----- Passage to read -----
The I-MR chart above allowed the team to compare the before and after throughput times and the process variation by area. This particular chart showed a slight average increase of around 8 minutes and greater variation after the changes were made to the process.

Histogram of Minutes

To compare the shape and spread of the time data before and after changes were made, the team built histograms in Minitab. The histograms above showed that the majority of patient throughput times (both before and after changes) surpassed the mean target time of 30 minutes. In addition, the histograms showed that the mean increased after the changes were made, again by around 8 minutes for this particular ED area. Histograms were also used to see if a certain day of the week or shift resulted in more variation.

Boxplot of Minutes

The team also used boxplots to assess and compare the mean throughput times by shift before and after process changes were made. For this particular change, the mean throughput times decreased slightly across all ED shifts.
-----
Explore the material:
1. Repeat the throughput passage word for word between "To compare the shape" and "in more variation.", inclusive.
2. According to the throughput passage, what mean target time did most patient throughput times surpass?
None of these items are needed.
----- Dataset content -----
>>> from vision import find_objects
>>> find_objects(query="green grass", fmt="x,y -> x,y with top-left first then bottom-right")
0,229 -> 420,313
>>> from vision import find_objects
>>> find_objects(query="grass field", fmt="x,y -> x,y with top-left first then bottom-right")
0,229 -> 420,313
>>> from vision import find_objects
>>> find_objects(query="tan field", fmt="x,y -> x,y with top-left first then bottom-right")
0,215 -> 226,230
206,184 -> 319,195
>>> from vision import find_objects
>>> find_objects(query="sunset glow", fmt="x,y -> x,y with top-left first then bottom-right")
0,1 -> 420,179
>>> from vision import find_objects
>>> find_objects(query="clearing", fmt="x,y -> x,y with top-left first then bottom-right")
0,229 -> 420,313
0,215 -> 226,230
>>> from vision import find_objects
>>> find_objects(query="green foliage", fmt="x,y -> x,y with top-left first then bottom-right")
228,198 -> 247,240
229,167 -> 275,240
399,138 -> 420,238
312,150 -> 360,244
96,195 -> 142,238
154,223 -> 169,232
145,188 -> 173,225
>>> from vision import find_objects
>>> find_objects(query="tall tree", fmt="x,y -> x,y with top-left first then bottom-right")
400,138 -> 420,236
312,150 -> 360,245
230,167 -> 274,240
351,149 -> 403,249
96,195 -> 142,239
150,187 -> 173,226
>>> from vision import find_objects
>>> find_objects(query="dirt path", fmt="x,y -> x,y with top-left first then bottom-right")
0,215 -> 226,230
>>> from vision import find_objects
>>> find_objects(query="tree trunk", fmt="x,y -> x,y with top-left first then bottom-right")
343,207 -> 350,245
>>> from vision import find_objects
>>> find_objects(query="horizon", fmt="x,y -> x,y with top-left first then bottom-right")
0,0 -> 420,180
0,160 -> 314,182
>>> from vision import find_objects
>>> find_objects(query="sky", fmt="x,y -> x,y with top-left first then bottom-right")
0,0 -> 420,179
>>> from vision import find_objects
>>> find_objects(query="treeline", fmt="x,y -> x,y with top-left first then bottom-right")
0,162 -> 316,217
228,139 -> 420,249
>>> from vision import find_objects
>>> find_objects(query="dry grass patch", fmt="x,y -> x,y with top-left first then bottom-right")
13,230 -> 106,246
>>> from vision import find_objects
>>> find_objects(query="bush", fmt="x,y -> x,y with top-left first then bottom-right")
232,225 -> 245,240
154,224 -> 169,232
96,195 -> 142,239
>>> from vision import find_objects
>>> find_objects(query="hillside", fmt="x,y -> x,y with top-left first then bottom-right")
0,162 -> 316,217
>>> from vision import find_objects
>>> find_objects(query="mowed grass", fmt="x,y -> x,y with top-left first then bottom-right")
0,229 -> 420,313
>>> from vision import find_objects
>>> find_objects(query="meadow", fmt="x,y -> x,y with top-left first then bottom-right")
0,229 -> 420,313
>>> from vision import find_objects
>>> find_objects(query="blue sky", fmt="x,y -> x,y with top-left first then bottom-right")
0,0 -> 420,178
-----
Solutions to the exercise:
1.
To compare the shape and spread of the time data before and after changes were made, the team built histograms in Minitab. The histograms above showed that the majority of patient throughput times (both before and after changes) surpassed the mean target time of 30 minutes. In addition, the histograms showed that the mean increased after the changes were made, again by around 8 minutes for this particular ED area. Histograms were also used to see if a certain day of the week or shift resulted in more variation.

2. 30 minutes